Output the data that follows exactly, line for line.

§ RECORDED INFORMATION
-*-*-
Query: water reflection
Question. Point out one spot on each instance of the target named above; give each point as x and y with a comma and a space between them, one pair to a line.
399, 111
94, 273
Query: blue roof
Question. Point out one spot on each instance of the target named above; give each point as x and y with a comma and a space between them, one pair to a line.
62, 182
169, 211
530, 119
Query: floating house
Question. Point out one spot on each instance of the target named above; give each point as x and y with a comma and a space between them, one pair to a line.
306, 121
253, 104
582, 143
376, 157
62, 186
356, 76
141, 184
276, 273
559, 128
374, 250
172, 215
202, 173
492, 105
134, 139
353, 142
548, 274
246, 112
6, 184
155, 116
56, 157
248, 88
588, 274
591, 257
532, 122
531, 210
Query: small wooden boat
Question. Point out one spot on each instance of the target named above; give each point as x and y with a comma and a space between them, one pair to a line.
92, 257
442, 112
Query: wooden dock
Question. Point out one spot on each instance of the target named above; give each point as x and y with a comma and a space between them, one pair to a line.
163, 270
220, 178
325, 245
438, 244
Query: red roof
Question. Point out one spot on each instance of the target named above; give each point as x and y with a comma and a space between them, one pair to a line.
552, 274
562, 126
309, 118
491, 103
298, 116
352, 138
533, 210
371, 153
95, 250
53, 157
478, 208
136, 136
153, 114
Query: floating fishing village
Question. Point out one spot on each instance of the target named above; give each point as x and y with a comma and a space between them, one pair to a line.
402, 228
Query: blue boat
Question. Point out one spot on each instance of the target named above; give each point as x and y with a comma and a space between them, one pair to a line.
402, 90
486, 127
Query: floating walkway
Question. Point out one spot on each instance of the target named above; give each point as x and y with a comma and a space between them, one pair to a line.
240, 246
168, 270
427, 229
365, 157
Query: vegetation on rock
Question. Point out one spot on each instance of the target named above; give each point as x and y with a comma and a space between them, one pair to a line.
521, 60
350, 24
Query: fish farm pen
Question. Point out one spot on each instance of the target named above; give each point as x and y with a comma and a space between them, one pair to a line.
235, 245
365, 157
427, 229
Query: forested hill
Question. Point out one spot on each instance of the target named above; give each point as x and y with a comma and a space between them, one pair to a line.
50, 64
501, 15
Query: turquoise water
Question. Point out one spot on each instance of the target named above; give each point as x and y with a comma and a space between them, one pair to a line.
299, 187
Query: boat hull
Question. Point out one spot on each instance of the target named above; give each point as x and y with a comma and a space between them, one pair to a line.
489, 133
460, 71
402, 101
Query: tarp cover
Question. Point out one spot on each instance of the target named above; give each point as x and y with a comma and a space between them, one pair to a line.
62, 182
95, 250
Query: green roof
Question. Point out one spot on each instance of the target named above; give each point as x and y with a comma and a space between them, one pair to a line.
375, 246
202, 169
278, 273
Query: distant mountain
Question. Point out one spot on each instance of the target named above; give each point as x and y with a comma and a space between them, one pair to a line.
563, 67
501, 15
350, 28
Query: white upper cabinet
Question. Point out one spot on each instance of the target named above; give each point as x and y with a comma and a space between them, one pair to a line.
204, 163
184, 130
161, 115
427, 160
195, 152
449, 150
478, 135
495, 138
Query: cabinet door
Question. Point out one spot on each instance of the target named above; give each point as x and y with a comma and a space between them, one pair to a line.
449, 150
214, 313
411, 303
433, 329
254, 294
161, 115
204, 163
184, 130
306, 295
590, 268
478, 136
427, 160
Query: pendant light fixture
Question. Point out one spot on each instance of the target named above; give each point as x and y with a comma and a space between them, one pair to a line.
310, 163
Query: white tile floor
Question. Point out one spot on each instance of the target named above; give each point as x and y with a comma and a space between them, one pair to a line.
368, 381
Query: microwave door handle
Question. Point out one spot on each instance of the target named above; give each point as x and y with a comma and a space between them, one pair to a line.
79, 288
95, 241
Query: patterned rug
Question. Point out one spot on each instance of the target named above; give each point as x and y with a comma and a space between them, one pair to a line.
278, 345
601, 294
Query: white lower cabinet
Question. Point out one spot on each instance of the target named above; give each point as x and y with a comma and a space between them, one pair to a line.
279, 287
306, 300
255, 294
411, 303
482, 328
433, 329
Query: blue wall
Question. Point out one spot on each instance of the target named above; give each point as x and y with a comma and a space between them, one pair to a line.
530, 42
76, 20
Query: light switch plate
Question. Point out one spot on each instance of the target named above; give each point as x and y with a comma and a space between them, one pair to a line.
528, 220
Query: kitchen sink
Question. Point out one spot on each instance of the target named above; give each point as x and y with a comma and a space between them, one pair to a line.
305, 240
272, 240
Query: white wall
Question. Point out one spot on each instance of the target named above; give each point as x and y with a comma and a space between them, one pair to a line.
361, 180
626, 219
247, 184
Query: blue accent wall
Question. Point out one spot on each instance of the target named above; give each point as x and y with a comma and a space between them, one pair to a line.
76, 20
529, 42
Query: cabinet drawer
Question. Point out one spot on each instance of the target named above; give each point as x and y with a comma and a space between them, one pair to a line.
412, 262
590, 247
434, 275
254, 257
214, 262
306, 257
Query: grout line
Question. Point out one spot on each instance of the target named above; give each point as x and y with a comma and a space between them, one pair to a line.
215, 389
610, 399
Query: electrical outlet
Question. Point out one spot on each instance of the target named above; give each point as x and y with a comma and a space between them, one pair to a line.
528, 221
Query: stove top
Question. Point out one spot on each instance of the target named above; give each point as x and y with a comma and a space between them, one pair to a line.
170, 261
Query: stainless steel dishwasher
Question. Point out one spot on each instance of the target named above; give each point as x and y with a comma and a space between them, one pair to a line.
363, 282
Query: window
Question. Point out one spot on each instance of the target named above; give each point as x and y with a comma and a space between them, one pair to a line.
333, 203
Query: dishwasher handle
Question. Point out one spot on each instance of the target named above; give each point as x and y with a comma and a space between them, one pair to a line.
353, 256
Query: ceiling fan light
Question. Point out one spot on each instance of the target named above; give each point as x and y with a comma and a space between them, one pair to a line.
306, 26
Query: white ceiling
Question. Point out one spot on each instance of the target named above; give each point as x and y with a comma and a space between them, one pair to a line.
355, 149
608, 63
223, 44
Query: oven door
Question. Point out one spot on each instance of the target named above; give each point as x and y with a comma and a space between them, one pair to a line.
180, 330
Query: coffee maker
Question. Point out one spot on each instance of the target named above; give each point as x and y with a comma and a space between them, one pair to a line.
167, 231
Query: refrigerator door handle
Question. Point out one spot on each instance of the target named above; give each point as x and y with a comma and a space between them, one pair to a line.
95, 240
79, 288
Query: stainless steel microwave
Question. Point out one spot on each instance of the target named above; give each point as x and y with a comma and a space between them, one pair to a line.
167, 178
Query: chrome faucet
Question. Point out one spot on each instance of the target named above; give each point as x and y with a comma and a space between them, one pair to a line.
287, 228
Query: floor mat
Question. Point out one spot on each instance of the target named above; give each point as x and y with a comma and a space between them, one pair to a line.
-*-*-
§ ANSWER IN FULL
Query: water reflection
Question. Point out one spot on each instance of the target named above; give each point as x and y with a comma and a space between them, one pair to a line.
399, 111
94, 273
Query: blue roof
Question. Point out one spot on each instance of the target named above; give each point as x and y with a comma and a space between them, one pair to a line.
62, 182
169, 211
530, 119
Query: floating house
Question. Point out one spot on each instance of the target named above; give each point as x and y with a comma and a space between them, one pair to a line.
306, 121
253, 104
582, 143
376, 157
62, 186
356, 76
141, 184
276, 273
559, 128
374, 250
172, 215
202, 173
492, 105
134, 139
353, 142
548, 274
246, 112
6, 184
155, 116
56, 157
248, 88
588, 274
591, 257
532, 122
531, 210
Query: small wooden boat
Question. Point out one spot on each instance of the target named above; give each point as x and y with a comma and a space between them, one pair to a line.
92, 257
442, 112
Query: wooden dock
Question. Point out one spot on each instance of the target named above; give each point as x and y with a comma and a space between them, one pair to a line.
163, 270
220, 178
325, 245
438, 244
Query: red roof
Question. Point out one spot on each instance of the target named above; give each point as x and y with a comma and a space between them, one pair to a line.
552, 274
562, 126
309, 118
491, 103
298, 116
352, 138
533, 210
371, 153
95, 250
53, 157
478, 208
136, 136
153, 114
Query: floating fishing village
Question. Point out one spot on each instance of the target named above; give each point as x and y with a comma and a space between them, one pair to a line.
402, 228
Query: blue boat
Question. Point out one spot on each instance of the target named above; give each point as x and y with a comma and a space between them, one pair to a line.
402, 90
486, 127
Query: floating walkway
Question. Point out one spot on each instance of the target named above; give each point as x and y with a comma and a space between them, one pair to a line.
240, 246
168, 270
427, 229
365, 157
Query: vegetation on rock
Question. Point out one spot on each instance of the target named above; give each point as x and y with a comma and a space between them, one pair to a line.
521, 60
350, 24
Query: fish farm pen
Question. Point out one spot on each instance of the target named above; give each point as x and y with a comma and a space between them, one pair to a line.
235, 245
365, 157
427, 229
Query: forested hill
Question. Point out one spot on each instance of the target named above; give each point as x and y with a comma and a space between them, one pair to a line.
50, 64
501, 15
Query: turquoise water
Question. Point out one spot on each instance of the target named above; give each point as x and y with a comma and a space between them, one pair to a line.
299, 187
Query: boat hull
Question. Point out one spot on each instance of the target named above; give each point as x and y with a comma and a space between them, one pair to a line.
489, 133
460, 71
402, 101
Query: tarp cover
Question. Point out one spot on each instance of the target named above; give each point as x and y with a comma and a space between them, one pair to a line.
62, 182
95, 250
Query: green roof
Question. Point out one spot on each instance of the target named above; give each point as x and y with a comma and a space between them, one pair to a line.
375, 246
202, 169
278, 273
Query: distant mountain
Question. Point out one spot on each instance of the target named above; give each point as x and y with a comma and a space between them, one pair to a line.
563, 67
501, 15
350, 28
Query: white upper cabinet
Question. Point out one spot on each instance of the target named above; give each point as x and y with a comma and a space between them, one pair to a line.
204, 163
184, 130
161, 115
427, 160
195, 152
449, 150
478, 135
495, 138
Query: cabinet door
Question. Point out one spot on each instance of the target named above; give each point as x and y with a comma and a space between them, one pair to a line.
449, 150
214, 313
411, 303
433, 329
254, 294
161, 115
204, 163
184, 130
306, 295
590, 268
478, 136
427, 160
Query: pendant light fixture
Question. Point out one spot on each instance of the target named above; give each point as x and y with a comma and a space between them, one pair to a line.
310, 163
Query: white tile floor
Question. Point out one spot on each instance of the target named above; give each point as x and y with a comma and a space between them, one pair to a line.
368, 381
Query: microwave door handle
Question. Point out one spot on each instance of the target named above; give each point as x and y with a comma and a space between them, one pair to a line.
79, 288
95, 241
Query: patterned rug
Question. Point out one spot on each instance of the target named above; give each point as x and y with a comma and a space between them, one pair to a line.
278, 345
601, 294
Query: white lower cabinet
Question. Point out one spot on each instance of the target named above; give each point as x and y with a comma and a space between them, one pair to a line.
279, 287
306, 300
255, 294
411, 303
482, 328
433, 329
Query: blue wall
Question. Point out one spot on each instance of the target named above; give each point as x and y with a comma and a space between them, one pair to a line.
530, 42
76, 20
Query: light switch plate
Question. Point out one spot on each instance of the target named above; give each point as x and y with a comma and a space between them, one pair to a line.
528, 220
Query: kitchen sink
Question. Point out one spot on each instance of the target named above; give each point as x and y with a comma and a space between them, one pair to a line.
305, 240
272, 240
Query: white wall
Question. Point out one spot on each instance of the target named above; give each point as x and y with a comma and a space between them, one pair to a line.
361, 180
626, 219
247, 184
Query: blue accent wall
Question. Point out one spot on each instance of the target named above; give each point as x and y with a comma and a space between them, one pair to a line.
76, 20
529, 42
Query: cabinet drawer
Question. Point out one spot on each instance of the target named above; give each point as x and y with a comma and a space between them, one pair to a line.
412, 262
590, 247
434, 275
254, 257
214, 262
306, 257
Query: grout line
Question. Point out one spot on each instance of the target named above; give each point as x and y with a comma and a space between them, one pair to a line.
215, 389
610, 399
Query: electrical outlet
Question. Point out one spot on each instance of the target named above; give each point as x and y with a comma and a space between them, one pair to a line.
528, 221
Query: stove top
Question. Point out one spot on each instance of the target named above; give each point as x and y with a comma and a space between them, one pair to a line.
170, 261
Query: stainless steel dishwasher
Question. Point out one spot on each instance of the target named above; give each point as x and y with a comma and a space between them, one pair to a line.
363, 282
Query: window
Question. Point out one spot on each instance of the target named above; give each point as x and y with a comma and a space between them, one pair to a line.
333, 203
Query: dishwasher handle
Question. Point out one spot on each instance of the target named above; give each point as x and y with a comma and a space between them, one pair to a line.
353, 256
Query: ceiling fan light
Question. Point out one spot on each instance of the target named above; give each point as x and y with a comma and a space between them, one pair to a line.
306, 26
Query: white ceiling
Question. Point out one spot on each instance of the target named above; give each point as x and y with a comma and a space between them, one pair to a line.
355, 149
608, 63
223, 44
Query: oven door
Question. Point out one spot on each instance of the target named above; give each point as x and y with a comma and a space between them, one pair to a line.
180, 330
Query: coffee maker
Question. Point out one spot on each instance of the target named above; give each point as x and y with a comma and a space between them, one pair to a line.
167, 231
Query: refrigerator door handle
Question. Point out one spot on each instance of the target named above; give each point as x and y with a comma and a space between them, one pair to a line.
95, 240
79, 288
Query: stainless steel microwave
Question. Point out one spot on each instance of the target named above; give each point as x and y with a comma and a space between them, one pair to a line.
167, 178
Query: chrome faucet
Question. Point out one spot on each instance of the target named above; give each point as x and y with a comma and a space between them, one pair to a line.
287, 228
Query: floor mat
Question. Point out one spot on each instance of the target named above; give each point as x and y with a comma and a space between them, one pair to a line.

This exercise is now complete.